OPDRACHT 1: Noem alle uitspraken van de Raad van State die in de tekst over de schoolbekostiging in Wierden voorkomen. Geef bij elke uitspraak in één zin de kern.
OPDRACHT 2: Druk het deel van de tekst over de schoolbekostiging in Wierden letterlijk af, beginnend bij "Deze uitspraak maakt" en eindigend bij "voor de gemeente.".
OPDRACHT 3: Zet de tekst over de bekostiging van een nieuwe school in Wierden voort na de laatste zin.

AANGELEVERDE TEKST:
================================

De Raad van State deed 30 december 2009 een uitspraak over het bekostigen van een nieuw te bouwen school voor voortgezet onderwijs in de gemeente Wierden. Onderstaand gaan wij in op de achtergronden van deze uitspraak en de gevolgen van deze uitspraak voorgemeenten.

Deze uitspraak maakt een einde aan een proces van zes jaar tussen de gemeente Wierden en het bestuur van een school voor voortgezet onderwijs. In deze procedure heeft de Raad van State in 2006 uitgesproken dat de minister bij het beoordelen van een aanvraag voor het opnemen van een school voor voortgezet onderwijs op het Plan van Scholen geen rekening kan houden met de financiƫle gevolgen van dit besluit voor de gemeente.

In een vervolguitspraak heeft de Raad van State uitgesproken dat de gemeenten het bekostigingsplafond op nul kunnen vaststellen. Dit geldt ook wanneer de gemeente een aanvraag voor het bekostigen van nieuwbouw van een school voor voortgezet onderwijs die is opgenomen op het Plan van Scholen heeft ontvangen.

================================

OEFENGEGEVENS:

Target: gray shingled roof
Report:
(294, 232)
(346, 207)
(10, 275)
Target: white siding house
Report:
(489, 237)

================================

RESULTAAT 1:
- De uitspraak van 30 december 2009: een uitspraak over het bekostigen van een nieuw te bouwen school voor voortgezet onderwijs in de gemeente Wierden.
- De uitspraak uit 2006: de minister kan bij het beoordelen van een aanvraag om een school voor voortgezet onderwijs op het Plan van Scholen op te nemen geen rekening houden met de financiële gevolgen van dat besluit voor de gemeente.
- De vervolguitspraak: gemeenten kunnen het bekostigingsplafond op nul vaststellen, ook als ze een aanvraag hebben ontvangen voor het bekostigen van nieuwbouw van een school voor voortgezet onderwijs die op het Plan van Scholen staat.

RESULTAAT 2:
Deze uitspraak maakt een einde aan een proces van zes jaar tussen de gemeente Wierden en het bestuur van een school voor voortgezet onderwijs. In deze procedure heeft de Raad van State in 2006 uitgesproken dat de minister bij het beoordelen van een aanvraag voor het opnemen van een school voor voortgezet onderwijs op het Plan van Scholen geen rekening kan houden met de financiƫle gevolgen van dit besluit voor de gemeente.

RESULTAAT 3:
Uitspraak 30 december
In de uitspraak van 30 december 2009 stelt de Raad van State het volgende vast. Een gemeente kan het bekostigingsplafond gedurende maximaal vijf jaar op nul vaststellen. In het zesde jaar is de gemeente echter wettelijk verplicht om zorg te dragen voor het bekostigen van een voorziening huisvesting onderwijs. Op grond van de wet is deze uitgaaf op dat moment een verplichte uitgaaf waarmee de gemeenteraad bij het vaststellen van de gemeentebegroting rekening moet houden.

Deze uitspraak geldt niet voor het bekostigen van de voorzieningen huisvesting onderwijs van de scholen in het primair en (voortgezet) speciaal onderwijs, omdat voor het stichten van deze scholen een andere procedure geldt.